## Document section
The Four Types of Financial Settlements

There is so much information readily available covering people’s opinions about parenting as a divorcee, but what about financials? Did you know that there is a difference between child support, child maintenance, spousal maintenance and financial settlements? We know that it needs to happen but what does it mean? Rachael Scharrer, divorce expert and founder of DivorceAnwered.com.au reviews the types of financial settlements and claims possible and available.

Four types of financials can be claimed: Child Support. This refers to a financial payment made from one parent to the other parent for the benefit of the child CONTRIBUTING TOWARDS their cost of food, shelter and other basic necessities. Often people think that child support is just for ‘mothers to buy designer handbags’. In actual fact, for many parents in receipt of child support, it hardly covers the cost of feeding the children each week. The amount payable is largely regulated by the body, Child Support Australia (CSA), and based on a formula of nights spent with each parent, each parent’s income and a self-support value. It is always possible to come to a private agreement and parents can pay above the expected minimum child support.

## Given data
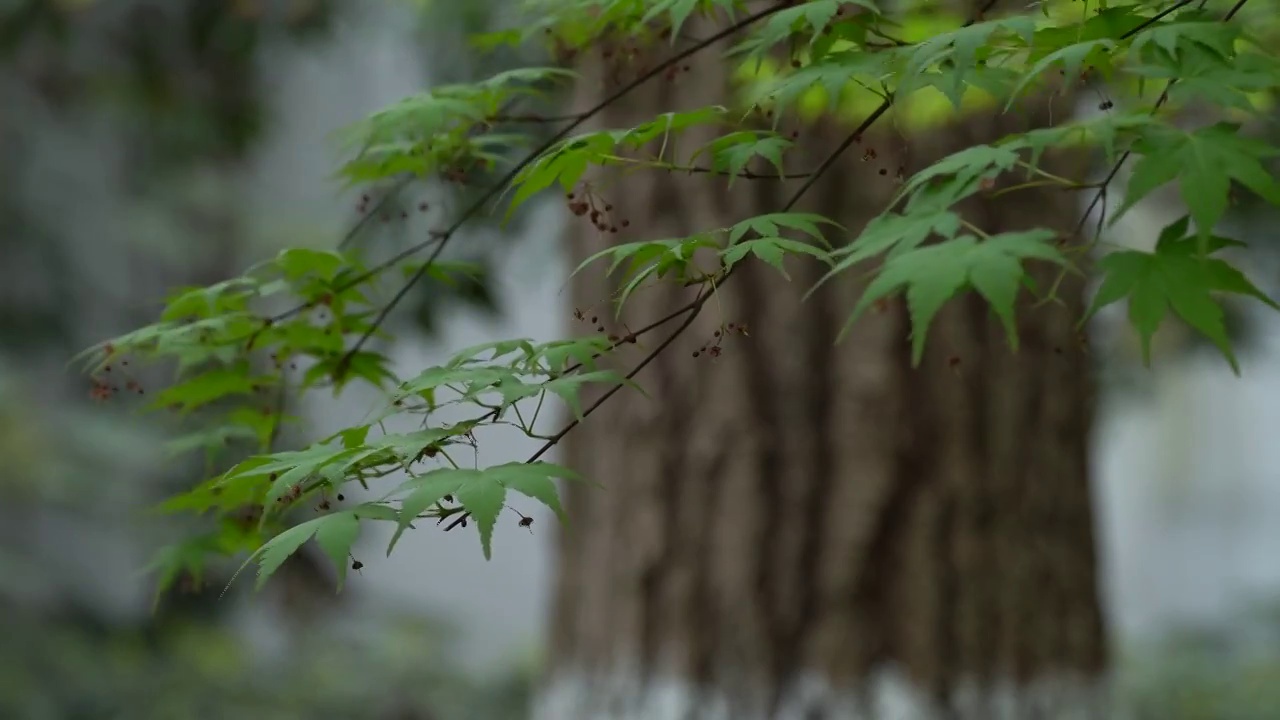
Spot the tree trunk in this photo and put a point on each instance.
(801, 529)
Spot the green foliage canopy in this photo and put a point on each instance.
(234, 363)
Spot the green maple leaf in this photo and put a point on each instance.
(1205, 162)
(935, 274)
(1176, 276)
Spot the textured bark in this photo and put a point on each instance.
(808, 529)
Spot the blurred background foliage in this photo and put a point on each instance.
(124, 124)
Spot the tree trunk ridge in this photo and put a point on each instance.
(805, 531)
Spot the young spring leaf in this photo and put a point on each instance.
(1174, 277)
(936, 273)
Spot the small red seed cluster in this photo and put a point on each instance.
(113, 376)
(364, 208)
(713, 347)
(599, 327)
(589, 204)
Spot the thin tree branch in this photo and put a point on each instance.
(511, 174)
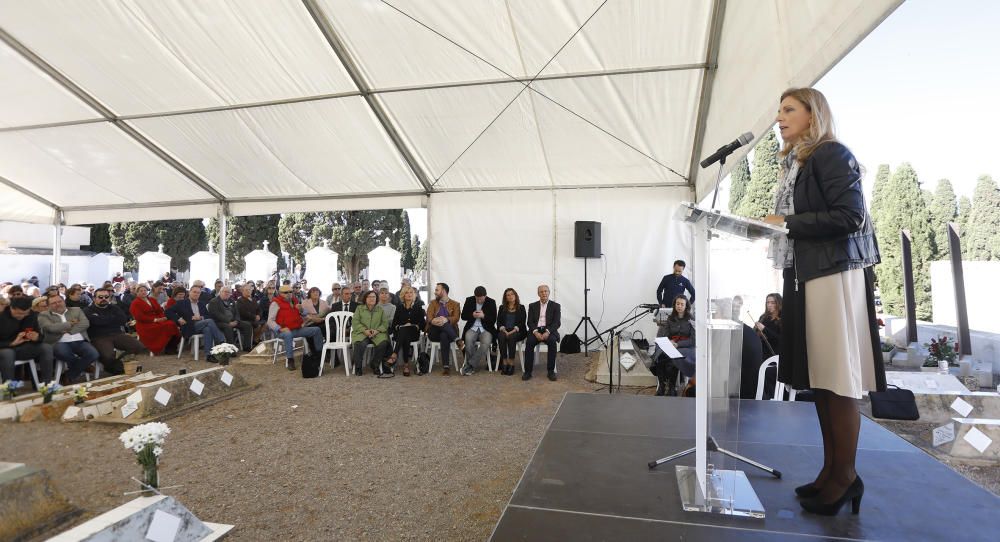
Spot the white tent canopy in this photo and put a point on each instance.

## Task requirements
**1.** Repeat the passage on financial settlements word for word from "There is so" to "possible and available.".
**2.** Translate this sentence from the passage on financial settlements into Spanish: "It is always possible to come to a private agreement and parents can pay above the expected minimum child support."
The data above is separate material and is not part of the passage on financial settlements.

## Final answers
**1.**
There is so much information readily available covering people’s opinions about parenting as a divorcee, but what about financials? Did you know that there is a difference between child support, child maintenance, spousal maintenance and financial settlements? We know that it needs to happen but what does it mean? Rachael Scharrer, divorce expert and founder of DivorceAnwered.com.au reviews the types of financial settlements and claims possible and available.

**2.** Siempre es posible llegar a un acuerdo privado, y los padres pueden pagar más de la manutención infantil mínima esperada.